In your answer, set down the records below exactly as they stand, omitting pictures.
[[ Records to process open ]]
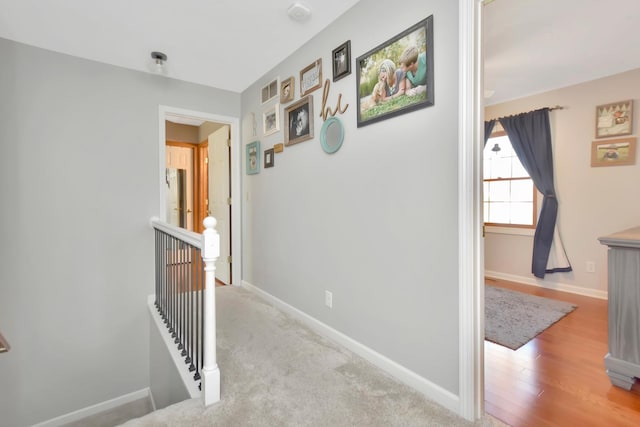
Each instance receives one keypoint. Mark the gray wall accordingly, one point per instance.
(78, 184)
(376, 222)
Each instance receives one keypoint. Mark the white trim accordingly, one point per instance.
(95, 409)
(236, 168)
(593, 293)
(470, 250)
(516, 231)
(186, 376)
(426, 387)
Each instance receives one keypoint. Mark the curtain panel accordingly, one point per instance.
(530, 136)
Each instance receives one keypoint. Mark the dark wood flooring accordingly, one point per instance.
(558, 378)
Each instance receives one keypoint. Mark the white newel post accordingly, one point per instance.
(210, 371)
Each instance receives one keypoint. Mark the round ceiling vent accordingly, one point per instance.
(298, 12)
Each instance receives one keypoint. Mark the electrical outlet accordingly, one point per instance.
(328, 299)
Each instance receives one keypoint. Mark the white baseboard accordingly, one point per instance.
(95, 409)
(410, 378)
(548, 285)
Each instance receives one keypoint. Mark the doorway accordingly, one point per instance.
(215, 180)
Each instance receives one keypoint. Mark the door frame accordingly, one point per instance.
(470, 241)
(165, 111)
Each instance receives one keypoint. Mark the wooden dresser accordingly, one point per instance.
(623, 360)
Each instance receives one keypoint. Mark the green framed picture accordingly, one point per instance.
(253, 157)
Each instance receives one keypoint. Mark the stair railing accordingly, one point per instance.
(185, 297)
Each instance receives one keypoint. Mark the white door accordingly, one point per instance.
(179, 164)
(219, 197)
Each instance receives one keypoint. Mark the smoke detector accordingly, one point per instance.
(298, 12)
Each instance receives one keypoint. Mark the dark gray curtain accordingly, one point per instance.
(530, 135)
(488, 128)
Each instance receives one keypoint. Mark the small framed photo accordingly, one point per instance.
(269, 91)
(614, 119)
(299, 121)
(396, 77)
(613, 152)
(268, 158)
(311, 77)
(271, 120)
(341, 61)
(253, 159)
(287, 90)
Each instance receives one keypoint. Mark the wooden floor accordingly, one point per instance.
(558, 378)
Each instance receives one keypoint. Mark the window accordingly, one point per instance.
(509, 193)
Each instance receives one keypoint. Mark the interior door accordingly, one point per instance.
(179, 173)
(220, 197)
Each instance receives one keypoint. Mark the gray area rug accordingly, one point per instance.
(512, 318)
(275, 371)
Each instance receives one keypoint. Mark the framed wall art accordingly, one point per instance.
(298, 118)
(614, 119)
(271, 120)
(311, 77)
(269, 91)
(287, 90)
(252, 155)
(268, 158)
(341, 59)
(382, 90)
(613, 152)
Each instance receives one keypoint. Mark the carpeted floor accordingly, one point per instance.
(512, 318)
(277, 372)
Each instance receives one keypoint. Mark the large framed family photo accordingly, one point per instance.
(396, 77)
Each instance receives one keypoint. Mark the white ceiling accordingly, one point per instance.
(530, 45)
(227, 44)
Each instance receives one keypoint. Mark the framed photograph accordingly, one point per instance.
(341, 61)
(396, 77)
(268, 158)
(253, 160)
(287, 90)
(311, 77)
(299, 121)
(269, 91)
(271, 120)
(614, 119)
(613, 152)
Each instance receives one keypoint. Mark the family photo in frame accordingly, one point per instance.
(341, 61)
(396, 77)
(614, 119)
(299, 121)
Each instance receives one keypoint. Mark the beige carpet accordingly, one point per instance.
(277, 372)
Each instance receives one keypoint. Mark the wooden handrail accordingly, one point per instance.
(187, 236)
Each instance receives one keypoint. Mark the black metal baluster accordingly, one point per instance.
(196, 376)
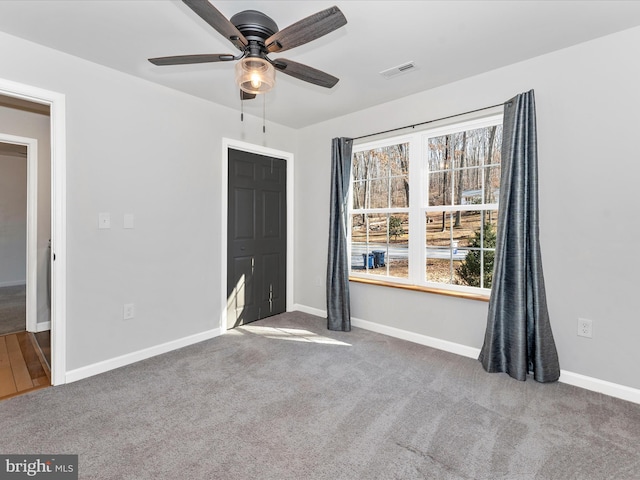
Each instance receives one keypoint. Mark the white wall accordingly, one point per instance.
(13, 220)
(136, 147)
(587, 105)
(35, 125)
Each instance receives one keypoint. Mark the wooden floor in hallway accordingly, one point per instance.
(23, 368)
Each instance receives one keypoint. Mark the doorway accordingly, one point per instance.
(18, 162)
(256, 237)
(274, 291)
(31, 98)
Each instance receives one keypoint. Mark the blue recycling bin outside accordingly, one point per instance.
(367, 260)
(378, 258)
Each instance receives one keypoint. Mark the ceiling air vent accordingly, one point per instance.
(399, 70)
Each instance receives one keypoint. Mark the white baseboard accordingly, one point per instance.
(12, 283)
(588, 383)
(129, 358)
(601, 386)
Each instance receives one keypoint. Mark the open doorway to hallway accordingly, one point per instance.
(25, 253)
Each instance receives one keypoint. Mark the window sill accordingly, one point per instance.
[[ Records to process closed ]]
[Expected answer]
Each instance receives one keypoint. Mark the gray wall accordingly, one point per instance.
(78, 184)
(376, 222)
Each instance receives one keypoint. Mark the white trim accordingly, one point per instance.
(95, 409)
(236, 168)
(593, 293)
(470, 250)
(516, 231)
(186, 376)
(426, 387)
Each instance receives one keypoint. Mark the curtain panel accordingly, one point per instance.
(530, 136)
Each instance receives one keypoint. Mark the dark wood flooring accordingly, one point per instance.
(558, 378)
Each instance receives one keypoint. Mark the white newel post accordingly, one point per instance.
(210, 371)
Each instance receives one keypoint. Mark the round ceiling vent accordingly, one point per instance.
(298, 12)
Each instance receives one keypoint. Mark the electrical outlet accordingly, one point per instance.
(328, 299)
Each instance receives one keypoint. Mark the white baseboard accordingly, one point per instance.
(95, 409)
(410, 378)
(548, 285)
Each instance receives one keypoint. Mark the doorway accordingly, one point per instance.
(215, 180)
Each instance receives one keypoint. Mark the door frame accordingly, one point per instance.
(470, 241)
(165, 111)
Each instance receives one keypoint. Mark the wooden dresser accordingly, one point per instance.
(623, 360)
Each instance receives one keypoint. Mark the green framed picture accordingly, one point per instance.
(253, 157)
Each instance receives one keypoint. Mark the stair railing accordingly, one point per instance.
(185, 297)
Each instance receives one keypoint. Mark the white door accordingly, one point per instance.
(179, 164)
(219, 197)
Each instance receives one keypoint. Mark the smoke detector accordingly, one point per instance.
(298, 12)
Each instance receives one keypoint. Mark the dark gray curtain accordingly, one point per instance.
(530, 135)
(488, 128)
Each instance receives one keypoint. Mark the small framed photo accordingly, one point per instance.
(269, 91)
(614, 119)
(299, 121)
(396, 77)
(613, 152)
(268, 158)
(311, 77)
(271, 120)
(341, 61)
(253, 159)
(287, 90)
Each instance receives one keypoint. Mark the wooden floor accordingly, one point per instance.
(558, 378)
Each instance receives one keypoint. Mark the window accordingly, one point per instance.
(509, 193)
Each instance receives one keypoint. Mark the interior door accordingly, one point per instance.
(179, 173)
(220, 197)
Each instance receives one keypoint. Mark the gray area rug accordingly, one point per instance.
(512, 318)
(275, 371)
Each instance receives one keypoint. Mark the framed wall art accordingly, one point per instance.
(298, 118)
(614, 119)
(271, 120)
(311, 77)
(269, 91)
(287, 90)
(252, 155)
(268, 158)
(341, 59)
(382, 90)
(613, 152)
Each instance receives one keypoint. Mark the carpeted floor accordingly, one point per instance.
(512, 318)
(277, 372)
Each instance receives one keypoint. Mark the large framed family photo accordingly, one point per instance.
(396, 77)
Each instance receives one keypoint. Mark the white ceiling accordingly, one point per instance.
(530, 45)
(227, 44)
Each instance receives one keypoint. Mark the framed photograph accordingly, one point per instance.
(341, 61)
(396, 77)
(268, 158)
(253, 160)
(287, 90)
(311, 77)
(299, 121)
(269, 91)
(271, 120)
(614, 119)
(613, 152)
Each instance receives one keypoint. Mark the family photo in frame accordingly, one point per instance.
(341, 61)
(396, 77)
(614, 119)
(299, 121)
Each instance receives one keypoint. Mark the beige carpet accordingly, one point per instance.
(277, 372)
Each instance receives one keypoint. Mark the wooden handrail accordingly, one point per instance.
(187, 236)
Each instance receives one keypoint. Mark the black metal baluster accordingly, one point per instance.
(196, 376)
Each instance receives one keypoint. Mark the white wall accordingly, one point per instance.
(13, 220)
(136, 147)
(587, 105)
(35, 125)
Each instance receives one keypoint. Mark the wooden floor in hallway accordingly, one point per instance.
(23, 368)
Each instance receives one keypoint. Mark the doorway accordingly, one point per instance.
(18, 162)
(256, 237)
(274, 291)
(31, 98)
Each instance receives one keypoint. Mark the blue recycling bin outside accordingly, one point per instance.
(367, 260)
(378, 258)
Each instance receives one keypoint. Mark the ceiling air vent accordingly, one point per instance.
(399, 70)
Each instance receives one keypoint. Mark the white baseboard accordingly, one point per instance.
(12, 283)
(588, 383)
(129, 358)
(601, 386)
Each instance receives one keypoint. Mark the open doorway to hallway accordingly, one point per instance.
(25, 253)
Each instance receives one keypoint. Mark the window sill accordingly, one point per instance.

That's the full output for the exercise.